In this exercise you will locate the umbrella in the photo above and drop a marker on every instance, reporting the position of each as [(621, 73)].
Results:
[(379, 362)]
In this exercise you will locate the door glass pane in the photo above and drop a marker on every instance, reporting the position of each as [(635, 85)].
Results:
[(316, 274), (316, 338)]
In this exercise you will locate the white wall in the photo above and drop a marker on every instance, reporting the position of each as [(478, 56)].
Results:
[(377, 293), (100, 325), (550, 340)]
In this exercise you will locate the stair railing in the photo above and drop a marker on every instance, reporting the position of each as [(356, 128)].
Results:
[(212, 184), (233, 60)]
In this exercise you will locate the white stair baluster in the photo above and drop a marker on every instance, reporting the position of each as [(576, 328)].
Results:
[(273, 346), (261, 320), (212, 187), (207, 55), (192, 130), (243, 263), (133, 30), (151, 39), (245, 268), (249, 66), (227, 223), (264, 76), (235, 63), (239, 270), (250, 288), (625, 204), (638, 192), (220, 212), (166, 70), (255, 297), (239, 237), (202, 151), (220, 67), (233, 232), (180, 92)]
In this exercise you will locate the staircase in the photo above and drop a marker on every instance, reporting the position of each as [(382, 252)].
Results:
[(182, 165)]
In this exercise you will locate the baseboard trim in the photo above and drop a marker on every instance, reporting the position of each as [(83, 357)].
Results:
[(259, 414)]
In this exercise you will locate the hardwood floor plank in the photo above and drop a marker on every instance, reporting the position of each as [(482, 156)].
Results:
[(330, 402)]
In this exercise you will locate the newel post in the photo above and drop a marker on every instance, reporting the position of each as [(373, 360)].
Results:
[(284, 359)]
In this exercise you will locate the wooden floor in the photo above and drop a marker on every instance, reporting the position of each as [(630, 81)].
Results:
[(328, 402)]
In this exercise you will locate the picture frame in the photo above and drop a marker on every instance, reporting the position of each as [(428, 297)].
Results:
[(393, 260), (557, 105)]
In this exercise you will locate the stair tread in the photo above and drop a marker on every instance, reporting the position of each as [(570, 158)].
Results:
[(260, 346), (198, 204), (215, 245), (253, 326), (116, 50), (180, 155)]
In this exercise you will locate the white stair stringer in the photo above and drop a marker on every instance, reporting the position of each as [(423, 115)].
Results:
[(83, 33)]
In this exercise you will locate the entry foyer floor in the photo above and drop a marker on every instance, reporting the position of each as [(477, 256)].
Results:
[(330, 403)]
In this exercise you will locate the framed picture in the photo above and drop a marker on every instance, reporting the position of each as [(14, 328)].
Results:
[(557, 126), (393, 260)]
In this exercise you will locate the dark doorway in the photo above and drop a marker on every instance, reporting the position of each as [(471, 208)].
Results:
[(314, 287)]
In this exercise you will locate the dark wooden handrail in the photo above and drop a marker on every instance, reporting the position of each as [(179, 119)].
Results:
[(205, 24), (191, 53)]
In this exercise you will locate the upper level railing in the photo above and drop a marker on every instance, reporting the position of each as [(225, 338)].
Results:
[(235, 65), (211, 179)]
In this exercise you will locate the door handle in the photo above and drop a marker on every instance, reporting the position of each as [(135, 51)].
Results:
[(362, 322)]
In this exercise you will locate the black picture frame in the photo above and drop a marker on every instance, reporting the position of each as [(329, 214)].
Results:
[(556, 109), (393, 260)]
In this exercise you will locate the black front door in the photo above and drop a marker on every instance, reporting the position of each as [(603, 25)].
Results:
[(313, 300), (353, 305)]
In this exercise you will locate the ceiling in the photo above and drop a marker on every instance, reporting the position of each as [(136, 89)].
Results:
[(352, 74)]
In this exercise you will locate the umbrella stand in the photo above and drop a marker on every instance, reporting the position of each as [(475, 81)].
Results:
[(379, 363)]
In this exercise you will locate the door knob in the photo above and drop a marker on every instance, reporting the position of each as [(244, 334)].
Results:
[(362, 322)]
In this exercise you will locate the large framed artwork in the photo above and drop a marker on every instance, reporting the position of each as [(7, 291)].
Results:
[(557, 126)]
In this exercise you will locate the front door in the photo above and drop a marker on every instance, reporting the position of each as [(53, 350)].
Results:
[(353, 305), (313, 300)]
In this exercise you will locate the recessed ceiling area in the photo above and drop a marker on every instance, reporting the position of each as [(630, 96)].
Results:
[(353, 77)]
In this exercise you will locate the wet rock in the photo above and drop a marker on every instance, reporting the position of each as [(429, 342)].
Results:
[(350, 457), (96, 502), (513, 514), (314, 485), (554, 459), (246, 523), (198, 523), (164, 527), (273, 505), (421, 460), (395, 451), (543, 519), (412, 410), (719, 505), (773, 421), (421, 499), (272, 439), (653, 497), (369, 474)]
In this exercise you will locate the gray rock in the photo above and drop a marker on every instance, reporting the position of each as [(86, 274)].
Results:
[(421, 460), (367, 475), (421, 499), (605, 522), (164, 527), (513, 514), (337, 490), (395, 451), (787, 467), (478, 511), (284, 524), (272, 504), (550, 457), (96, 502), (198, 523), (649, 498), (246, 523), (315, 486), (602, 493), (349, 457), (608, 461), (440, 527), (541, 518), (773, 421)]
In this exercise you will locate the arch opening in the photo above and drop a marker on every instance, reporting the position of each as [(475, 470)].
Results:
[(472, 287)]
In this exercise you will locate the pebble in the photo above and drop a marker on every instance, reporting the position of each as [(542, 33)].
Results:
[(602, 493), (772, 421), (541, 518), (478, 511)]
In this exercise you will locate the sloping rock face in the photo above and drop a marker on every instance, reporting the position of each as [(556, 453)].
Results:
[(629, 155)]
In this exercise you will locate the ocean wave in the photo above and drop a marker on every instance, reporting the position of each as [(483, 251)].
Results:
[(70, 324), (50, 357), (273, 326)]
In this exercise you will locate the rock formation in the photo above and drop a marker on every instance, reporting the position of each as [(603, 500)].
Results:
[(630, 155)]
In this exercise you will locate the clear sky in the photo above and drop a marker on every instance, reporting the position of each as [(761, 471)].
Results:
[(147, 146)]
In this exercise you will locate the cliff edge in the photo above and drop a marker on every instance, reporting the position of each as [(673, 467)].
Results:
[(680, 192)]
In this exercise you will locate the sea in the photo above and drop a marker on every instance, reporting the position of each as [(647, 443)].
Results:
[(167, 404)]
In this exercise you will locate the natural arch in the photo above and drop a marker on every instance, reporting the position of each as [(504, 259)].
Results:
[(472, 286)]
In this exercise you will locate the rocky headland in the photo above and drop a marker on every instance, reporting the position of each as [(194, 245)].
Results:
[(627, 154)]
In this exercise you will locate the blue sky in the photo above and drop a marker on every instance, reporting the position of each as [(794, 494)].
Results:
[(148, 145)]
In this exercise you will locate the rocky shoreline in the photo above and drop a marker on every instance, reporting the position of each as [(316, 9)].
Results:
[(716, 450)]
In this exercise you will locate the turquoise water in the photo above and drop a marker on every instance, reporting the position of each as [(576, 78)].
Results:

—————

• **Task statement**: Format every line of the material above as a JSON array of strings, one string per line in order, with blank lines omitted.

• **Solution below**:
[
  "In this exercise you will locate the umbrella in the photo above and drop a marker on every instance, reporting the position of each as [(621, 73)].",
  "Results:",
  "[(379, 362)]",
  "In this exercise you will locate the door glass pane in the photo above and drop a marker on every instance, reporting the position of each as [(635, 85)].",
  "Results:",
  "[(316, 274), (316, 338)]",
  "In this exercise you will locate the white wall in the photo above and drop a marker on every instance, reporting the position of each as [(478, 56)].",
  "Results:",
  "[(377, 293), (100, 325), (550, 340)]",
  "In this exercise you will locate the stair railing in the photo above and drop a marker on every instance, reporting the position of each as [(356, 128)].",
  "Results:",
  "[(212, 184), (233, 60)]",
  "In this exercise you will locate the white stair baluster in the photo above and drop a marker on every instance, reporting the position of each as [(576, 328)].",
  "Results:",
  "[(273, 346), (261, 320), (212, 187), (207, 55), (192, 130), (243, 263), (133, 30), (151, 39), (245, 268), (249, 66), (227, 223), (264, 76), (235, 63), (239, 270), (250, 288), (625, 204), (638, 192), (220, 212), (166, 70), (255, 297), (239, 237), (202, 151), (220, 67), (233, 232), (180, 92)]",
  "In this exercise you will locate the staircase in the photo above and drop a marker on every instance, reporting the position of each as [(382, 252)].",
  "Results:",
  "[(182, 165)]",
  "In this exercise you will locate the baseboard trim in the photo above and drop a marker on every instance, reporting the position of each as [(83, 357)].",
  "Results:",
  "[(259, 414)]",
  "In this exercise you will locate the hardwood floor plank in the photo above and drop a marker on every instance, reporting the position of each as [(482, 156)].",
  "Results:",
  "[(330, 402)]",
  "In this exercise you will locate the newel post in the photo above and drop a marker on every instance, reporting the position of each as [(373, 360)].",
  "Results:",
  "[(284, 359)]",
  "In this exercise you will locate the wooden floor in the photo above and drop a marker on every instance, reporting the position of each as [(630, 81)].",
  "Results:",
  "[(328, 402)]",
  "In this exercise you will locate the picture frame in the photo above and drop a marker on every instance, reporting the position of each as [(428, 297)].",
  "Results:",
  "[(393, 260), (557, 105)]",
  "In this exercise you will locate the stair tread in the photo above and drop a marker on every instance, reporting the position of each as [(570, 158)].",
  "Results:",
  "[(260, 346), (198, 204), (215, 245), (253, 326), (116, 50), (180, 155)]",
  "In this exercise you will locate the white stair stringer in the photo above and drop a marker on every instance, reporting the position of each as [(423, 115)].",
  "Results:",
  "[(83, 33)]",
  "In this exercise you will locate the entry foyer floor in the photo above and drop a marker on every instance, reporting the position of each as [(477, 256)].",
  "Results:",
  "[(330, 403)]",
  "In this exercise you will locate the framed picture in the photo above and drop a marker on every instance, reporting the position of each as [(14, 328)].",
  "Results:",
  "[(557, 126), (393, 260)]",
  "In this exercise you will locate the dark doorway in the photo above and drop a marker on every instance, reporting the position of each as [(471, 208)].",
  "Results:",
  "[(314, 287)]",
  "In this exercise you will locate the dark wooden handrail in the photo above and drop a marker on every instance, reporting the position of each as [(179, 119)].",
  "Results:",
  "[(205, 24), (191, 53)]",
  "In this exercise you will locate the upper level railing in the photo above and drop a marker on every instance, reporting the position of each as [(225, 338)].",
  "Results:",
  "[(235, 65), (211, 179)]",
  "In this exercise you will locate the door handle in the photo above and drop a marker on every instance, reporting the position of each as [(135, 51)].",
  "Results:",
  "[(362, 322)]",
  "In this exercise you will locate the black picture frame in the photo above and drop a marker on every instance, reporting the position of each as [(329, 214)].",
  "Results:",
  "[(556, 109), (393, 260)]",
  "In this exercise you will locate the black front door in the photo above and drop a marker on every instance, reporting the position of each as [(603, 25)].",
  "Results:",
  "[(313, 300), (353, 305)]",
  "In this exercise you will locate the ceiling in the photo above and drop a marker on every instance, reporting the position of each as [(136, 89)].",
  "Results:",
  "[(352, 74)]",
  "In this exercise you will locate the umbrella stand in the photo above and drop a marker on every instance, reporting the position of each as [(475, 81)].",
  "Results:",
  "[(379, 363)]",
  "In this exercise you will locate the door knob in the photo above and drop a marker on every instance, reporting the position of each as [(244, 334)].",
  "Results:",
  "[(362, 322)]",
  "In this exercise you will locate the large framed artwork in the photo above and drop a marker on every instance, reporting the position of each as [(7, 291)].",
  "Results:",
  "[(557, 126)]",
  "In this exercise you will locate the front door in the photo above and drop a marker on every instance, reporting the position of each as [(53, 350)].",
  "Results:",
  "[(353, 305), (313, 300)]",
  "In this exercise you will locate the recessed ceiling area in the photo above and drop a marker on every instance, reporting the position of each as [(630, 96)].",
  "Results:",
  "[(353, 77)]",
  "In this exercise you will locate the wet rock in the photo above and drop a marker on every instance, reporting the position of each as [(429, 342)].",
  "Results:",
  "[(350, 457), (96, 502), (513, 514), (314, 485), (554, 459), (246, 523), (198, 523), (164, 527), (273, 505), (421, 460), (395, 451), (543, 519), (412, 410), (719, 505), (773, 421), (421, 499), (272, 439), (653, 497), (369, 474)]",
  "In this exercise you will locate the gray rock in the photo above and drop a marker on every instance, reporting the position of each as [(86, 274)].",
  "Results:",
  "[(421, 460), (367, 475), (421, 499), (605, 522), (164, 527), (513, 514), (337, 490), (395, 451), (787, 467), (478, 511), (284, 524), (272, 504), (550, 457), (96, 502), (198, 523), (649, 498), (246, 523), (315, 486), (602, 493), (349, 457), (608, 461), (440, 527), (541, 518), (773, 421)]",
  "In this exercise you will locate the arch opening in the photo above and drop a marker on every instance, reporting the position of each as [(475, 470)].",
  "Results:",
  "[(472, 287)]",
  "In this exercise you will locate the pebble in the photo above and drop a marker on every instance, reporting the position of each as [(542, 33)].",
  "Results:",
  "[(602, 493), (772, 421), (541, 518), (478, 511)]",
  "In this exercise you will locate the sloping rock face in the photo above and drop a marker on every instance, reporting the position of each as [(556, 453)].",
  "Results:",
  "[(629, 155)]",
  "In this exercise you will locate the ocean wave in the photo above and drop a marker on every instance, reporting the position of each as [(483, 251)].",
  "Results:",
  "[(70, 324), (50, 357), (273, 326)]",
  "In this exercise you will locate the rock formation in the photo above and drop a marker on every instance, reporting the position of each as [(603, 500)].",
  "Results:",
  "[(630, 155)]",
  "In this exercise you will locate the clear sky in the photo above and drop a marker on every instance, reporting the position of each as [(761, 471)].",
  "Results:",
  "[(147, 146)]",
  "In this exercise you will locate the cliff edge in the photo above and drop a marker on every instance, reporting the position of each as [(673, 467)].",
  "Results:",
  "[(680, 192)]",
  "In this exercise you will locate the sea in the photo above and drop a marker on every instance, reporting the position of each as [(647, 443)].",
  "Results:",
  "[(167, 404)]",
  "In this exercise you will locate the natural arch in the photo above and drop a marker on every instance, reporting the position of each as [(504, 259)].",
  "Results:",
  "[(472, 286)]",
  "In this exercise you will locate the rocky headland in the photo above and drop a marker on every instance, reporting the position of each as [(194, 245)].",
  "Results:",
  "[(627, 154)]",
  "In this exercise you will locate the blue sky in the photo above and drop a marker on every instance, reporting the position of each as [(794, 494)].",
  "Results:",
  "[(148, 145)]",
  "In this exercise you will locate the rocky shoreline in the photo above and drop a marker on every instance, reporting the position of each as [(316, 9)].",
  "Results:",
  "[(716, 450)]",
  "In this exercise you will locate the turquoise water in the photo above and drop a marker on every instance, reporting the position of each as [(576, 78)].",
  "Results:"
]